(Object detection data)

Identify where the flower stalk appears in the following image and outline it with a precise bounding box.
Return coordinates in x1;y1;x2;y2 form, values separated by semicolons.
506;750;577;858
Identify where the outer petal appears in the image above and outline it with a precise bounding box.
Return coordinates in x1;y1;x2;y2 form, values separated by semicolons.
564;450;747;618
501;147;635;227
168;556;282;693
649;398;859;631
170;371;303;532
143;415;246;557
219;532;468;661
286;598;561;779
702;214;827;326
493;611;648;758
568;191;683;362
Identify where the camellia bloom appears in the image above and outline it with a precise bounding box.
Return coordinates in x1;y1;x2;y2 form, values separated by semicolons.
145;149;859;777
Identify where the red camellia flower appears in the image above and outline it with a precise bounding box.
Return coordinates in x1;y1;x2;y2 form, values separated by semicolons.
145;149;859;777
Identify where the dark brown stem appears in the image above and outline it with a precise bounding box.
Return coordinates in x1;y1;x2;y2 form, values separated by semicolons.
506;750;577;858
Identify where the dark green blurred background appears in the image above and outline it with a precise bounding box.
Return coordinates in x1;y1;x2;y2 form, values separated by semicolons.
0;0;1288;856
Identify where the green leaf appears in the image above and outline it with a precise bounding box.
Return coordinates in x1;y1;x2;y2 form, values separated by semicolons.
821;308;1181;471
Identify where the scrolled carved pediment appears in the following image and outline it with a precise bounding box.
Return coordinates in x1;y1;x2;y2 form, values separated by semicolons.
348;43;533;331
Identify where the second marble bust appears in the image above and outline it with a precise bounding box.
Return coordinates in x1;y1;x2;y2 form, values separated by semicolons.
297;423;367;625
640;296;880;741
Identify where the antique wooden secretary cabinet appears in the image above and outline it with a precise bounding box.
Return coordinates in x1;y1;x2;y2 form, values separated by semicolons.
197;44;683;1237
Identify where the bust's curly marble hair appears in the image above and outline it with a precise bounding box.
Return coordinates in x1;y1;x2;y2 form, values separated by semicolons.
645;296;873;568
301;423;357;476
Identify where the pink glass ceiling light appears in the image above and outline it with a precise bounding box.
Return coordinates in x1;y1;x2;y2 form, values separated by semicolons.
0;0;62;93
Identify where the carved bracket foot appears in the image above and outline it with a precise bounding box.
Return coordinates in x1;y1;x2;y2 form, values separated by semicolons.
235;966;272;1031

**WHAT IS REQUIRED**
Render the entire listing above as a JSON array of strings, one string per line, omitting any blank lines.

**EXERCISE RESULT**
[
  "Identify where the flower stalk appears in the following image and outline it with a precise bounding box.",
  "Return coordinates in x1;y1;x2;y2 form, values separated by semicolons.",
  "506;750;577;858",
  "Identify where the outer petal appears in the image above and outline it with a precise bounding box.",
  "Return coordinates in x1;y1;x2;y2 form, values separated by semicolons.",
  "564;450;747;618",
  "501;147;635;227",
  "168;556;282;693",
  "649;398;859;631",
  "170;371;303;532",
  "143;415;246;557",
  "219;532;468;661",
  "286;598;561;779",
  "702;214;827;326",
  "493;611;648;758",
  "568;191;683;362",
  "Identify where the camellia bloom appears in the image above and outline it with a precise bounding box.",
  "Return coordinates in x1;y1;x2;y2 form, values separated by semicolons.",
  "145;149;859;777",
  "Identify where the red camellia flower appears in the image above and outline it with a precise bounding box.",
  "Return coordinates in x1;y1;x2;y2 form, values separated by semicolons.",
  "145;149;859;777",
  "Identify where the dark brown stem appears in the image above and outline it with a precise bounding box.",
  "Return coordinates in x1;y1;x2;y2 form, values separated by semicolons.",
  "506;750;577;858",
  "Identify where the dark green blurred background appears in the image above and outline it with a precise bounding box.",
  "Return coordinates in x1;y1;x2;y2 form, values separated by semicolons.",
  "0;0;1288;856",
  "Identify where the green leaf appears in the image above and outline it with a precise bounding box.",
  "Return coordinates in x1;y1;x2;y2 form, values separated by semicolons.",
  "821;308;1181;471",
  "Identify where the scrolled carved pediment appears in the following image and outline it with a precise bounding box.",
  "Return coordinates in x1;y1;x2;y2 form, values separated by semicolons.",
  "348;43;533;331",
  "Identify where the second marble bust appears in the image above and outline it with a precise bounding box.",
  "Return coordinates in x1;y1;x2;y2 form, values separated by semicolons.",
  "297;423;367;625",
  "640;296;880;741",
  "Identify where the antique wooden secretary cabinet appears in the image above and outline it with a precise bounding box.",
  "Return coordinates in x1;y1;x2;y2 form, values separated by semicolons.",
  "197;44;683;1237",
  "Identify where the bust's curly marble hair appears in the image above and outline it with a precise bounding box.",
  "Return coordinates in x1;y1;x2;y2 form, values separated by semicolons.",
  "645;296;873;568",
  "301;423;357;476",
  "Identify where the pink glass ceiling light appears in the image above and outline it with a precise bounding box.",
  "Return coordinates in x1;y1;x2;y2 form, values separated by semicolons.",
  "0;0;62;93",
  "Identify where the carved bracket foot appears in the image above and outline it with a precise bounding box.",
  "Return coordinates in x1;y1;x2;y2 form, values separated by semicolons.",
  "235;966;272;1031"
]